» REQUIREMENT: Pick out every line of the material below that contains the string "roadside", and copy each one in full. Case counts.

[START EXERCISE MATERIAL]

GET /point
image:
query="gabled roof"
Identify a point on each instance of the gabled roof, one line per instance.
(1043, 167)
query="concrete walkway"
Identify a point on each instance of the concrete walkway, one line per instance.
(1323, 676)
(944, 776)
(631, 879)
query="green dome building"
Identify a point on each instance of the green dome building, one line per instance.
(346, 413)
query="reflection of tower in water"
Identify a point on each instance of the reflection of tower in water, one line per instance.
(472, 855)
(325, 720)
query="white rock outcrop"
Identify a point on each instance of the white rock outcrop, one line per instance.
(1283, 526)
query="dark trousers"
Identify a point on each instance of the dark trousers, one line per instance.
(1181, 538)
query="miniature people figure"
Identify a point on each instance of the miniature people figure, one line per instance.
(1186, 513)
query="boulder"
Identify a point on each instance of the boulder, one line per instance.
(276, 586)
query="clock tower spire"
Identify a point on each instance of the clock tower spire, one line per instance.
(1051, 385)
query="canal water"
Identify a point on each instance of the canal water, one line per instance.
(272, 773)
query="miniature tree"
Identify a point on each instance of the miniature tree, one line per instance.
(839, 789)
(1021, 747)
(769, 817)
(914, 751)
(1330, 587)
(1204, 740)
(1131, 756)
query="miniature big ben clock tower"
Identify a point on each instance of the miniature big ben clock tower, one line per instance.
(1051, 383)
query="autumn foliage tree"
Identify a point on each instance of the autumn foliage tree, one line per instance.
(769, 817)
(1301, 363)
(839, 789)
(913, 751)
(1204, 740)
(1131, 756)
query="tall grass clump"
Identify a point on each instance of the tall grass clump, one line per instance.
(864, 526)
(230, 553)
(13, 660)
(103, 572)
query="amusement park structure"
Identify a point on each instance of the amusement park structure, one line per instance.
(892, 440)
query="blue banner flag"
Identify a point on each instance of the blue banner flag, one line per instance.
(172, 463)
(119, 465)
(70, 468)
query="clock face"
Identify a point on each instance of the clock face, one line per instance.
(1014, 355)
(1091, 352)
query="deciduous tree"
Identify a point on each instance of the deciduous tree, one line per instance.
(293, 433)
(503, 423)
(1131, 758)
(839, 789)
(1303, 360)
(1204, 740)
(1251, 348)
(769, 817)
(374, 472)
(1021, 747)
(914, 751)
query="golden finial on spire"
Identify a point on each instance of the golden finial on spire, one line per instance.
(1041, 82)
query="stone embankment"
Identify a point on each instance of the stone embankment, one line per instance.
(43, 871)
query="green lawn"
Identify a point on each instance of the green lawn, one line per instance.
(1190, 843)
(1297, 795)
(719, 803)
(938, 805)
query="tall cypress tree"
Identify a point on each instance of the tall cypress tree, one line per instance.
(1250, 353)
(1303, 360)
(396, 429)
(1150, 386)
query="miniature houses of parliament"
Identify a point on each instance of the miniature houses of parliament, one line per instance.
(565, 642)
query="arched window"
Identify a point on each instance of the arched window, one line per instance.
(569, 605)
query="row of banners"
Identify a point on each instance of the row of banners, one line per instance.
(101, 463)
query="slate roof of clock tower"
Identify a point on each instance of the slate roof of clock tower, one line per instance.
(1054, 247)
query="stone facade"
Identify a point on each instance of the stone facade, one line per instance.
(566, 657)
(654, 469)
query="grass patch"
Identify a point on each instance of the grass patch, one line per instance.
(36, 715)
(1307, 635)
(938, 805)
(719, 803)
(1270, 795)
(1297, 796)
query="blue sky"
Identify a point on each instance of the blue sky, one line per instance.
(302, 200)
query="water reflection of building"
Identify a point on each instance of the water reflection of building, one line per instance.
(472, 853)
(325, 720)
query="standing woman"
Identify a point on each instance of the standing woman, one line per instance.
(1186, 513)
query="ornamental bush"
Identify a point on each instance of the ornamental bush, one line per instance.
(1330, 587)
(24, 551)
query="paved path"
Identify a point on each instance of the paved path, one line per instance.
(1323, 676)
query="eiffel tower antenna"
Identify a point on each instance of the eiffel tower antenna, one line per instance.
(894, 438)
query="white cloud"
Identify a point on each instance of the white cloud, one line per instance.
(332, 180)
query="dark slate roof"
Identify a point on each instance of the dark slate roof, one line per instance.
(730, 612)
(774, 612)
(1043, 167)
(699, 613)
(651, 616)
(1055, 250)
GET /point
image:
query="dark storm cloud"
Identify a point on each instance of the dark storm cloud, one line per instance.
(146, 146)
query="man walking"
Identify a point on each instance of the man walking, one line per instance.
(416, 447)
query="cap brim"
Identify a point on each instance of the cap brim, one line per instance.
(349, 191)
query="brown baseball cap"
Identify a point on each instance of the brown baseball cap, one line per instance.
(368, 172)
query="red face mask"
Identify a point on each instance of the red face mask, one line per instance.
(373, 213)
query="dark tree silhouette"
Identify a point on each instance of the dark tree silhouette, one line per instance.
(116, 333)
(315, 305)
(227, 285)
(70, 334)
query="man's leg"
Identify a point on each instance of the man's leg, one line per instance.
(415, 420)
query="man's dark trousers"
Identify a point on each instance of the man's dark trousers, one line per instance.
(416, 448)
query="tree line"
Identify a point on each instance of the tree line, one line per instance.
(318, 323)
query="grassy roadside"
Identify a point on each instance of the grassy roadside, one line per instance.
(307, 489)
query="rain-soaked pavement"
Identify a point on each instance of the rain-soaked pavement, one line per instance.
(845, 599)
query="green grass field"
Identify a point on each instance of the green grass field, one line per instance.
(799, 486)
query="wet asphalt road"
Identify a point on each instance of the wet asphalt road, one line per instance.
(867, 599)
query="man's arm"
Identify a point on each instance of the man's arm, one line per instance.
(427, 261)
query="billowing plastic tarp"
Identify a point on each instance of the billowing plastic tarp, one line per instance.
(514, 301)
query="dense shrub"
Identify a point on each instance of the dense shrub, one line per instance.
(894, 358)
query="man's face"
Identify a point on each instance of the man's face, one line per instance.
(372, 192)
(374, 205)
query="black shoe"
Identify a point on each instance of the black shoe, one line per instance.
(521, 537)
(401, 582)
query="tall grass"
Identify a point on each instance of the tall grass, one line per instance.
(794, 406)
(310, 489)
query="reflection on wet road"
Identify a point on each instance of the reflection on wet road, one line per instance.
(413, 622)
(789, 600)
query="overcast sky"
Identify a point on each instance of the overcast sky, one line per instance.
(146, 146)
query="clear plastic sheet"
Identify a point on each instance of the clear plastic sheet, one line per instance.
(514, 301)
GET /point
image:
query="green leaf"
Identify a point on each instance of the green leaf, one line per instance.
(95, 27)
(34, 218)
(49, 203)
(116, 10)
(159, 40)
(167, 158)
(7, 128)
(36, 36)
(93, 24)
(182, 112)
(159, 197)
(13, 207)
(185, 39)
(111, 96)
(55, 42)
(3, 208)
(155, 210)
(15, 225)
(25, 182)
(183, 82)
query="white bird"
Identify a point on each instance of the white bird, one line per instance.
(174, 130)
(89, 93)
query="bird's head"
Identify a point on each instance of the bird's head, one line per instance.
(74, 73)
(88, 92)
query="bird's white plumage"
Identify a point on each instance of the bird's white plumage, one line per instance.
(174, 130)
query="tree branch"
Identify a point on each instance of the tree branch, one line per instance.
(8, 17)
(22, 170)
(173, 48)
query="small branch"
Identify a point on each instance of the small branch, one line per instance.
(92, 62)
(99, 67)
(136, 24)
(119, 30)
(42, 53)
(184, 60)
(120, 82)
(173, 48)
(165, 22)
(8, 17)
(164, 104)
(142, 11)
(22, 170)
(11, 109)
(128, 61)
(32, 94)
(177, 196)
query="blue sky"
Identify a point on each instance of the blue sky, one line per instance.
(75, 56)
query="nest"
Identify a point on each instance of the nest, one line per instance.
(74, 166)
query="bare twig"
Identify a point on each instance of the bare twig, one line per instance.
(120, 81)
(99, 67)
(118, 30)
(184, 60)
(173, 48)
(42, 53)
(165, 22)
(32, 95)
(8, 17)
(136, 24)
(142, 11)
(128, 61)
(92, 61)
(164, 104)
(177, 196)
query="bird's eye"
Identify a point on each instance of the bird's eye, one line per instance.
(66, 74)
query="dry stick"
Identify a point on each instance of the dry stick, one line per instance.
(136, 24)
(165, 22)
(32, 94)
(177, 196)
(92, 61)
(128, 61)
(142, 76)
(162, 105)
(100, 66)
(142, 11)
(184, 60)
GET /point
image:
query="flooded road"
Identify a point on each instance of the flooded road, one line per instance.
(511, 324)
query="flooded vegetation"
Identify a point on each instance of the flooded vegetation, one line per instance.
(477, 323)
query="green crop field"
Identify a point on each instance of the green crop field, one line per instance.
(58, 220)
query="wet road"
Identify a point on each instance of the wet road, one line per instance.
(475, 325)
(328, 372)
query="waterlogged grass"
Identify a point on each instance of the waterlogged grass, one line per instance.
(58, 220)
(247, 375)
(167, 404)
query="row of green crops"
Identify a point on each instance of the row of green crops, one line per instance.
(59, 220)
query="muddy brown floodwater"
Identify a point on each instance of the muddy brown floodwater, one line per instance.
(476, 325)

[END EXERCISE MATERIAL]

» TASK ANSWER:
query="grassy roadside"
Identify a point on each instance of the grassy roadside, one line per instance.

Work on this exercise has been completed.